- _SOURCE DOCUMENT_:
--- START ---

Upon receipt of the message by implantable device 108, implantable
device 108 and server 102 can begin secure communication using
remote device 106 as a proxy.
[0034] In an aspect, the message transmitted from the server 102 to
the implantable device 108 via remote device 106 can restrict the
type of information exchange that has been authorized. For example,
the message can indicate and thus authorize secure data transfer
from implantable device 108 to remote device 106 yet deny data
transfer from remote device 106 to implantable device 108. In
another example, the message can indicate and thus authorize data
transfer of a first set of information (e.g., information rated as
mildly sensitive) yet deny data transfer of a second set of
information (e.g., information rated as highly sensitive).
[0035] According to this embodiment, data transferred between the
implantable device 108 and the remote device 106 is not displayed
at the remote device 106. On the contrary, the server 102 receives,
processes and displays information communicated to and from the
implantable device 108. In an aspect, the only way the remote
device 106 would then be authorized to view and/or program
information on implantable device 108 would be if it were
authorized by server 102. This could be accomplished by entering
user information associated with an account on the remote device
106 in response to a request by the remote device to communicate
with the implantable device 108. Therefore, the remote device 106
would be paired directly with server 102 and indirectly with the
implantable device 108.
[0036] Identification information for remote device 106 and/or
implantable device 108 can include but is not limited to: a code,
password, personal identification number (PIN) or ID number. In
another aspect, identification information can includes a digital
certificate assigned to implantable device 108 or remote device
106. In yet another aspect, the identification information can
include private keys and/or public keys associated with a public
key infrastructure (PKI). In particular, the identification
information for implantable device 108 can include a secret or
private key associated with the implantable device and required for
user authorization in association with a public key.

--- END ---

[Stored dataset items]

--- START ---

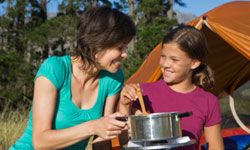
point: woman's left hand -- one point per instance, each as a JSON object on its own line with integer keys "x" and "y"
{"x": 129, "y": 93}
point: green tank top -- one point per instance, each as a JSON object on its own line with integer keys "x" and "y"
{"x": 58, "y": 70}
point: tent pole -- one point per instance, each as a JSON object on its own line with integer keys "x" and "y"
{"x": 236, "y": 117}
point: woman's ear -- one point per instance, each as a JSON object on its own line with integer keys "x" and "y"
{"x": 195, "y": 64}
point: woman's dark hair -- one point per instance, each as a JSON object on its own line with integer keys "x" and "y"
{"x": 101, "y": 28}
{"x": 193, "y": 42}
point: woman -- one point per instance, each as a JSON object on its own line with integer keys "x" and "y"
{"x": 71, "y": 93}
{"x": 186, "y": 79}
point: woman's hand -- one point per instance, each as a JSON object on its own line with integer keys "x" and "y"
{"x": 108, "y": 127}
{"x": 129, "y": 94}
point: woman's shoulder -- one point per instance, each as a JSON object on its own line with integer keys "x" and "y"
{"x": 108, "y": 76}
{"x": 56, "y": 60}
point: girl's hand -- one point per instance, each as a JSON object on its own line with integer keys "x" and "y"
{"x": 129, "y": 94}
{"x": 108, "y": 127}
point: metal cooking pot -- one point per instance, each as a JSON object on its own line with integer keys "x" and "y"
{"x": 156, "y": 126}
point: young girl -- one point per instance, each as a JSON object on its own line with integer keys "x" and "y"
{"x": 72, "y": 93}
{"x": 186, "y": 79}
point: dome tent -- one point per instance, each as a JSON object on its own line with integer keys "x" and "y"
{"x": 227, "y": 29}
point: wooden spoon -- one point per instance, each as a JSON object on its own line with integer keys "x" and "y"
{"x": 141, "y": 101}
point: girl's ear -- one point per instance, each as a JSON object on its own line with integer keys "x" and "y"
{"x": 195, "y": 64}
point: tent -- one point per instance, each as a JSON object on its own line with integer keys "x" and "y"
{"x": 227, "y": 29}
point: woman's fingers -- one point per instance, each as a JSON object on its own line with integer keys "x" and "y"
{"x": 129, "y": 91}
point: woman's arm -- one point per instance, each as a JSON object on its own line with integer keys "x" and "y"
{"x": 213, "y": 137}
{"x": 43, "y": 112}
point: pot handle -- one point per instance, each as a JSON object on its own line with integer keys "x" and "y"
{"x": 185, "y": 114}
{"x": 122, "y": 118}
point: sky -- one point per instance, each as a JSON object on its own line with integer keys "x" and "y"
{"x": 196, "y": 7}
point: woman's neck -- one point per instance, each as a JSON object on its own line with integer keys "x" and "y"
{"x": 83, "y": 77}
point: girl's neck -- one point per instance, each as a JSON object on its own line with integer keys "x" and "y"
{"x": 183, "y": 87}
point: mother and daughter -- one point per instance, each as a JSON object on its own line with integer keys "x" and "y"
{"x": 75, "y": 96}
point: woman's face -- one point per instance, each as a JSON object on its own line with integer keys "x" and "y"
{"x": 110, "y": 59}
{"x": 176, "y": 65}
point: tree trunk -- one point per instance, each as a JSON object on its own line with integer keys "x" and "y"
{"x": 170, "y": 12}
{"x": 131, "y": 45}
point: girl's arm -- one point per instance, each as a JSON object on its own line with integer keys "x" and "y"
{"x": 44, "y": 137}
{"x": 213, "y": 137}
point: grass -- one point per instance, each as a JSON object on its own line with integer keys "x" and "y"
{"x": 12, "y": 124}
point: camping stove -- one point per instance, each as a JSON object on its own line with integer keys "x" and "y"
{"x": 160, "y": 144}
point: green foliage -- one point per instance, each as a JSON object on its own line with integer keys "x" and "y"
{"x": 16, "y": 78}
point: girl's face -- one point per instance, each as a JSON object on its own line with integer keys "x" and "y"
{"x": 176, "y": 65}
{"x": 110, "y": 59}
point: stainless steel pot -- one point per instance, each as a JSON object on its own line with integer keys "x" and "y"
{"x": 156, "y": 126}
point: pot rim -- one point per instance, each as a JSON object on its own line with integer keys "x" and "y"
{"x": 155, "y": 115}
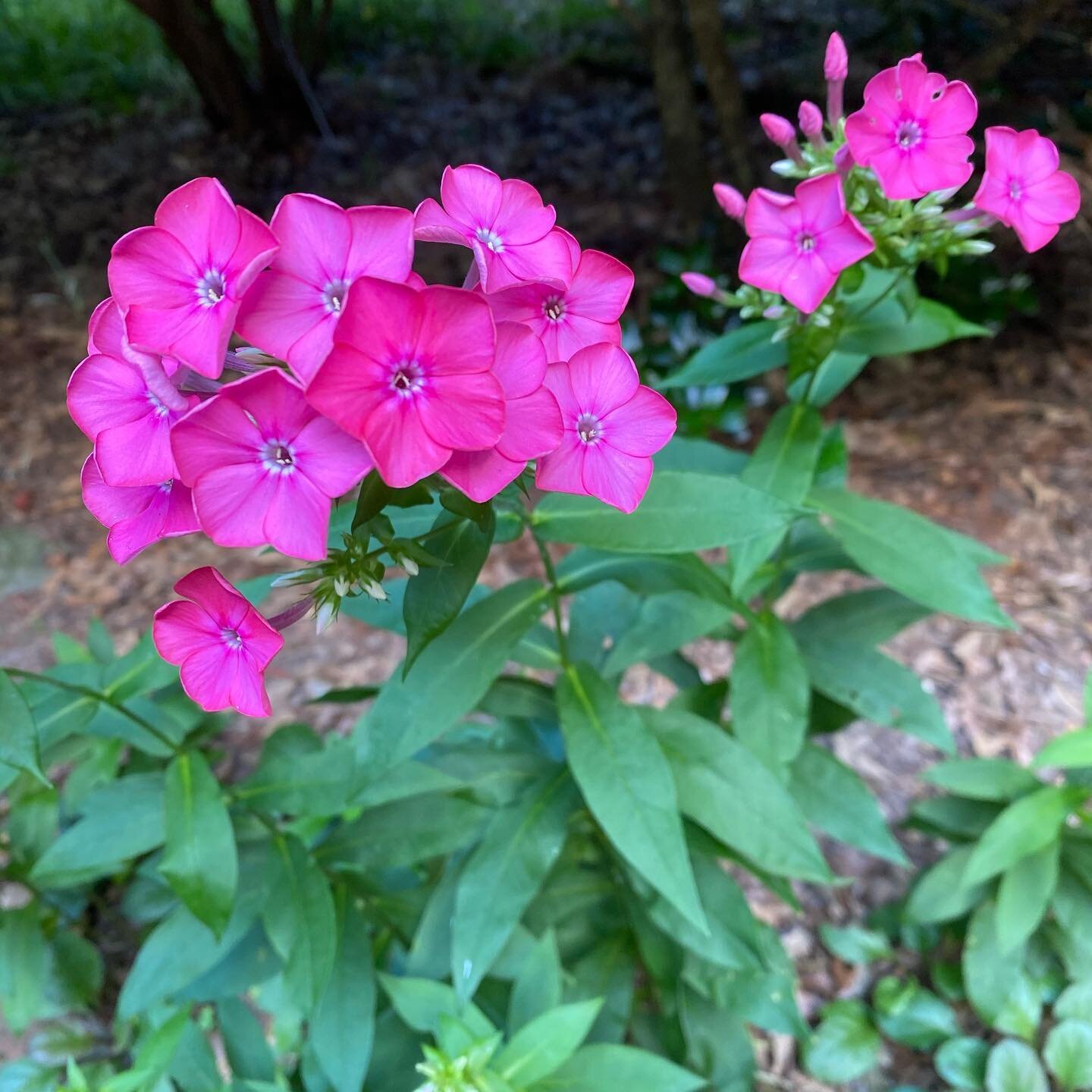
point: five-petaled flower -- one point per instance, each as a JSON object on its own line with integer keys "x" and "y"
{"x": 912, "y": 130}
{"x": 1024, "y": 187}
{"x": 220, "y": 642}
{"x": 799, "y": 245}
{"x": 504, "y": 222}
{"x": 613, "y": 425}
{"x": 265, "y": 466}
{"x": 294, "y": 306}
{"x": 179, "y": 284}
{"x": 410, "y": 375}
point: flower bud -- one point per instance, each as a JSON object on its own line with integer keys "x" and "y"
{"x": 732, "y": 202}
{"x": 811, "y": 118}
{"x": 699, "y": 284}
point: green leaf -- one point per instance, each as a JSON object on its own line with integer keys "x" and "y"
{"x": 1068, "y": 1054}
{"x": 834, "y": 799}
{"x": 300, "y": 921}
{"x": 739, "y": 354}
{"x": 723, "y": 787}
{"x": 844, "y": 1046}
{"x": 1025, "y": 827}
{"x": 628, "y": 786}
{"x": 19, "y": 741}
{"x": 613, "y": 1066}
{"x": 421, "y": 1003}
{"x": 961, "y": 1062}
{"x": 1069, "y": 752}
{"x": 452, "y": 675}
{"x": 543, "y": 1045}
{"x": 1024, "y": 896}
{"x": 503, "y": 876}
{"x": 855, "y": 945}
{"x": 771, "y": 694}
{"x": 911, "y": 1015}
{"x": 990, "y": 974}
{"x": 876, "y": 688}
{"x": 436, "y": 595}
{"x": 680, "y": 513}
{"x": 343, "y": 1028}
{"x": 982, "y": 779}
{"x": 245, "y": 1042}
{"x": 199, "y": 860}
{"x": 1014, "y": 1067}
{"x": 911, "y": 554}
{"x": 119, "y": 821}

--- END ---

- _TASKS FOR THIS EXERCISE_:
**a)** In the implantable device passage, which device displays the data transferred between implantable device 108 and remote device 106?
**b)** Write the next part of the implantable device passage, picking up after its final sentence.
The stored dataset items play no part in this work.

- _TASK-BY-TASK OUTPUTS_:
**a)** Server 102 displays it; remote device 106 does not.

**b)**
[0037] In an aspect, server 102 employs a PKI infrastructure to
facilitate authenticating and authorizing pairing between remote
device 106 and implantable device 108 based on received
identification information for the implantable device 108 (as
received from NFC device 110) and the remote device 106. PKI is a
standard basis for digital signatures (e.g. standard electronic
signatures). PKI provides each party in an authentication agreement
with a pair of keys, a private key, and a public key, used in every
signed transaction. The private key, as the name implies, is not
shared and is used only by a single authorizing device (e.g., NFC
device 110). The public key is openly available and used by the
entity that needs to validate the private key. In another aspect,
server 102 can employ a standard cryptographic key exchange
agreement protocol (e.g., Diffie-Hellman), to facilitate setting up
a secure channel between implantable device 108 and remote device
106. According to this aspect, the identification information
stored and transmitted by NFC device 110 can include a key assigned
to implantable device 108 that can be used to authenticate
implantable device 108 in association with a key agreement
protocol.
[0038] In various additional embodiments, system 100 can facilitate
pairing between the remote device 106 and the implantable device
108 without use of an external server 102. According to these
embodiments, remote device 106 can function as a reader/programmer
device and for implantable device 108. In particular, remote device
106 can establish a secure communication channel with implantable
device 108, or the implantable device 108 can establish a secure
channel with the remote device 106, using identification
information transferred to the remote device 106 via NFC device 110
without employing an external server 102. After establishment of
the secure communication channel, the remote device 106 can view
and/or process data received from implantable device 108 and/or
program implantable device 108.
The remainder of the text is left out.